(Excerpts of pointing data)

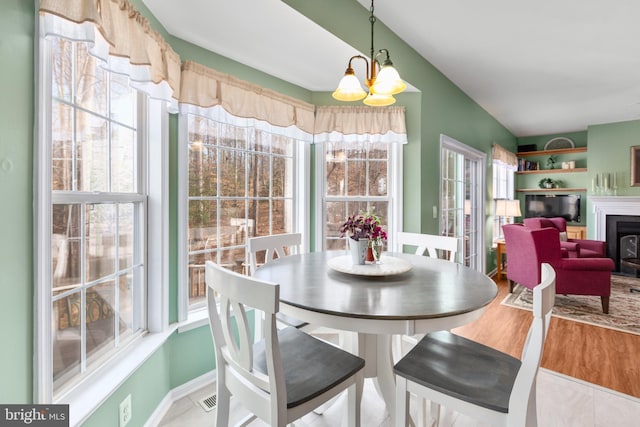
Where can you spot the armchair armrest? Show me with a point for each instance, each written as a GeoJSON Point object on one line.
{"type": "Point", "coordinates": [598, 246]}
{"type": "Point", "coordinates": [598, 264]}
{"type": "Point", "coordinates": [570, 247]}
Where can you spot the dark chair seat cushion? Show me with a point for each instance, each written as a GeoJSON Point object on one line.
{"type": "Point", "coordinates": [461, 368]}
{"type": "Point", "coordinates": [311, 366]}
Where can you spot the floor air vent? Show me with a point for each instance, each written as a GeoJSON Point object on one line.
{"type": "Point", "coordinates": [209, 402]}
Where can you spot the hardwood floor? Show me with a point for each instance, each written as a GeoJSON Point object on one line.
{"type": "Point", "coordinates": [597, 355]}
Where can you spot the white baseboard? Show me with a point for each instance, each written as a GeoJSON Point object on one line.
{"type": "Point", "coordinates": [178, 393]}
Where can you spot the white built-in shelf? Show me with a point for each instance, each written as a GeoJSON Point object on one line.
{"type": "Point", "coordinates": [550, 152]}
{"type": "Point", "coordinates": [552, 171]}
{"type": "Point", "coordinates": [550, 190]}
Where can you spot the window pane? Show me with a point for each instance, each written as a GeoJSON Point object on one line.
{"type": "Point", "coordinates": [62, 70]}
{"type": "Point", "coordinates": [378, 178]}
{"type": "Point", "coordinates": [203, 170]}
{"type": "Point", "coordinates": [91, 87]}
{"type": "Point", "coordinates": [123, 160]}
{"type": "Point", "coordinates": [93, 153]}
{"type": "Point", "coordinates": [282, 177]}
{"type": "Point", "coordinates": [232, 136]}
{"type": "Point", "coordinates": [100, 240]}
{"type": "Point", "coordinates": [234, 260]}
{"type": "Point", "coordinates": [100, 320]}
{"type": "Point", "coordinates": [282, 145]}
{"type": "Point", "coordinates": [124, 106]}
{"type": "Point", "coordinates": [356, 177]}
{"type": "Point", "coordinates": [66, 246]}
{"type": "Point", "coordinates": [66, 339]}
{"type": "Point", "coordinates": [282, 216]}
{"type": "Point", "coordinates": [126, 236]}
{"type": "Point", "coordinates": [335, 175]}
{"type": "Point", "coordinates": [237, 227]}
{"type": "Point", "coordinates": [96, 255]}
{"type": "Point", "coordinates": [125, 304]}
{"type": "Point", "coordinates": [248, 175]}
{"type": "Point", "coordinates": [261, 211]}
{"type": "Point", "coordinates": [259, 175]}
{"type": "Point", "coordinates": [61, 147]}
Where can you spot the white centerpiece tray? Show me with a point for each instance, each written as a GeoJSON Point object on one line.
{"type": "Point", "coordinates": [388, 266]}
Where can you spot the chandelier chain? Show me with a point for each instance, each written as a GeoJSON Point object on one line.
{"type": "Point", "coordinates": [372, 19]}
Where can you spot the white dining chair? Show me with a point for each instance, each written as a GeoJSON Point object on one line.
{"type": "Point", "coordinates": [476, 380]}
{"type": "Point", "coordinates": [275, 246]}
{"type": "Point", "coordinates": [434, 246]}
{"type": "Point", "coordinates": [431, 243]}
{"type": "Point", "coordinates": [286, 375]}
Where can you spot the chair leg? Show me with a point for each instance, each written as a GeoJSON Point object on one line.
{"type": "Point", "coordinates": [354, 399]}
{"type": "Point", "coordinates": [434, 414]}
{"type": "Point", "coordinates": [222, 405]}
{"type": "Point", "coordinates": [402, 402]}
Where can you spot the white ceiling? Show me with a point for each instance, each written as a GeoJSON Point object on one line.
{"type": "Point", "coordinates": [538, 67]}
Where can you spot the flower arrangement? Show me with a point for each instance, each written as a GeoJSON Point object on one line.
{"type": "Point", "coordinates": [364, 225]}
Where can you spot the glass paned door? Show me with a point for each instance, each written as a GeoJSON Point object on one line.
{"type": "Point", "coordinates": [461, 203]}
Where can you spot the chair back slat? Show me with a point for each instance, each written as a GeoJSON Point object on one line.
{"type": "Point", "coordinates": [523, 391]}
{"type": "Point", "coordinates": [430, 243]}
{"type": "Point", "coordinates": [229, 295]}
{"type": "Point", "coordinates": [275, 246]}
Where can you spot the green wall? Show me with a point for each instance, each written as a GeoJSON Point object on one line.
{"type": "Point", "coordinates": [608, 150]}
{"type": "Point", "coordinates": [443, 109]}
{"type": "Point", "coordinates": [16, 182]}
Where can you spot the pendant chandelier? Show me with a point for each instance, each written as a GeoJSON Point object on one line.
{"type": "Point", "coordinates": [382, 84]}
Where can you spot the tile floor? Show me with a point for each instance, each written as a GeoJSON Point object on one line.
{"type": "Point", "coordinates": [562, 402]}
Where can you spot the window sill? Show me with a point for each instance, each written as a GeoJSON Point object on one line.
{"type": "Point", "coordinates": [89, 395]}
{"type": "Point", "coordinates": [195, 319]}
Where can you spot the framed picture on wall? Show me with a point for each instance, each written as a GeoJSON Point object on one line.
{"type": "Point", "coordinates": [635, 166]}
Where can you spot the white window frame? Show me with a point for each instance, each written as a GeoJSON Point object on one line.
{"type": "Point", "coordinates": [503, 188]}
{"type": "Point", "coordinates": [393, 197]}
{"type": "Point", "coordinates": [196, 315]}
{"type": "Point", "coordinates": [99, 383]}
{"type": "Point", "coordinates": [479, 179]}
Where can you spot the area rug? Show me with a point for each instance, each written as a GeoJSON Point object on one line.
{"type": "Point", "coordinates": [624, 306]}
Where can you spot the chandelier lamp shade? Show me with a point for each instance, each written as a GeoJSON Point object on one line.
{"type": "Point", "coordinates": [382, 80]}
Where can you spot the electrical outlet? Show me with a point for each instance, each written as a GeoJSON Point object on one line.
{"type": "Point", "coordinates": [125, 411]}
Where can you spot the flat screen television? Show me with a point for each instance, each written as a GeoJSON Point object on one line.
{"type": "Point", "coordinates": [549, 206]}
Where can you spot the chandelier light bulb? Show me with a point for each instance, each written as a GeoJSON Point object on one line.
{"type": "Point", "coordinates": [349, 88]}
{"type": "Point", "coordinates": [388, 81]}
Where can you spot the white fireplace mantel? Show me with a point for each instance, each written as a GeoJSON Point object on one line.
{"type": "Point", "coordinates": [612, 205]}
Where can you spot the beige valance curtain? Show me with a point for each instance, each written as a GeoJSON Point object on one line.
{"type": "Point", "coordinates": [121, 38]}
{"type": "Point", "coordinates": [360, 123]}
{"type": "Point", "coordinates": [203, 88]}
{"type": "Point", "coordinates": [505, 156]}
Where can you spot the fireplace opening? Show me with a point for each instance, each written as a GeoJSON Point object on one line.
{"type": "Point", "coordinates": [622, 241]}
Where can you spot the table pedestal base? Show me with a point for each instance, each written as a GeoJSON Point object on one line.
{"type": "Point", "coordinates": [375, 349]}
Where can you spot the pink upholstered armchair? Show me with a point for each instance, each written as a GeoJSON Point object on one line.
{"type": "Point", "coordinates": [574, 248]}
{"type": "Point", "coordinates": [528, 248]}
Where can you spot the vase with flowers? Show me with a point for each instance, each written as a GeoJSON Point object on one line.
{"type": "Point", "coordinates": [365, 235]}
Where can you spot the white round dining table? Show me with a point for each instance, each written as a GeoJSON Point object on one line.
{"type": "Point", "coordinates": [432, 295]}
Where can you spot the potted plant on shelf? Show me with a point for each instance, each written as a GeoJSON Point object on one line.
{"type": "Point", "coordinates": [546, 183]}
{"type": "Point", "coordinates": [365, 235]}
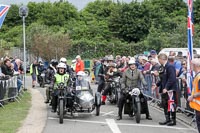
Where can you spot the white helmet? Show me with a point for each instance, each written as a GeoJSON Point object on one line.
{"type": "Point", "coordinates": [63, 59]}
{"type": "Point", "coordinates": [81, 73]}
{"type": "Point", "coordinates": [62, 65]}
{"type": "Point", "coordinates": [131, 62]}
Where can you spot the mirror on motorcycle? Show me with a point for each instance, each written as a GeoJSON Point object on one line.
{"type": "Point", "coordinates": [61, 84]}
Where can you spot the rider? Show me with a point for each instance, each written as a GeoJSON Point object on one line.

## WHAT NEEDS TO BE DONE
Repeat only what runs from the line holding "Where can you spot the white helmet?" to the end of the data, keeping every line exactly as written, first and last included.

## THE RESPONSE
Where can you spot the white helmet? Show me with a point for each instance, each written as a GeoJSON Point object on one line.
{"type": "Point", "coordinates": [63, 59]}
{"type": "Point", "coordinates": [81, 73]}
{"type": "Point", "coordinates": [62, 65]}
{"type": "Point", "coordinates": [131, 62]}
Where can you spot the mirror on motorcycle? Show me with a point for each instance, each written as a GeoJSON Point object on one line.
{"type": "Point", "coordinates": [61, 84]}
Where can you spot the rider? Show me with a point for each instance, each written as a GeoJSON Point object on one line.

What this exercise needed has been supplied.